> _Quoted passage_:
########################################

Re: Local join instead of data exchange - co-located blocks

Lars Volker Wed, 30 May 2018 10:44:38 -0700

Hi Philipp,

The ScanRangeAssignment logfile entry gets printed by the scheduler in L918
in PrintAssignment(). For each host and each plan node it shows the scan
ranges assigned. per_node_scan_ranges is a per-host structure in that
assignment. When inspecting the full logs you should be able to correlate
those and there should not be a difference.


Next you should be able to see that both scan node children of the join
have scan ranges assigned to them. If that is not the case then the
scheduler might have made a wrong decision.

Once you get the assignments right, the join node should have data on both
sides, regardless of exchanges.

I hope this helps you track down the issues. It might help to make the logs
more readable by renaming the files. Currently it's hard to see what
belongs where.

########################################

> _Task set_:
- 1) In the reply about scan range assignment, which function prints the ScanRangeAssignment log entry?
- 2) Please list every program identifier (log entry, function, or structure name) mentioned in the reply about scan range assignment.
The data after this reply is separate material.

> _Dataset extract_:

########################################

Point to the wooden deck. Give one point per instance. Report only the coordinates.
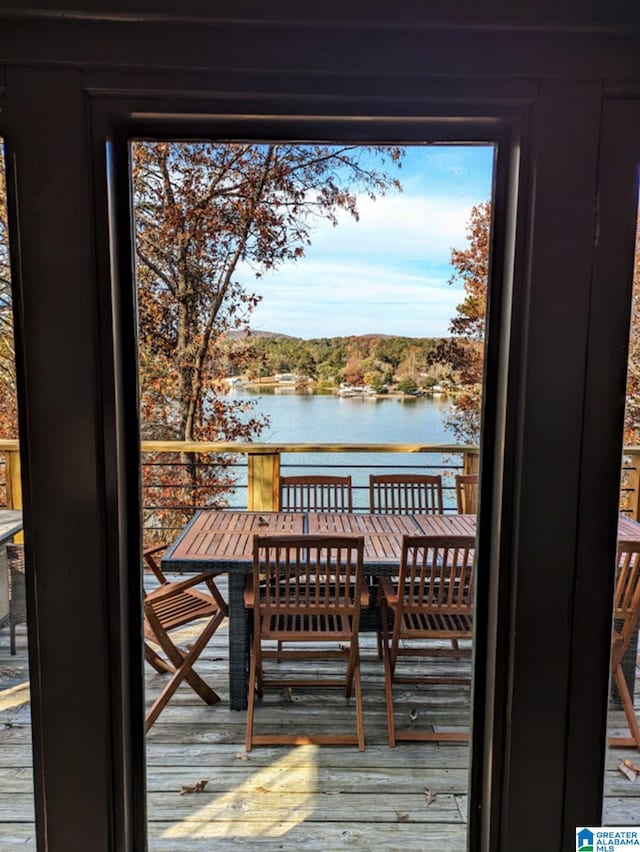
(284, 798)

########################################

> _Solved tasks_:
- 1) PrintAssignment(), at L918 in the scheduler.

- 2) ScanRangeAssignment, PrintAssignment(), per_node_scan_ranges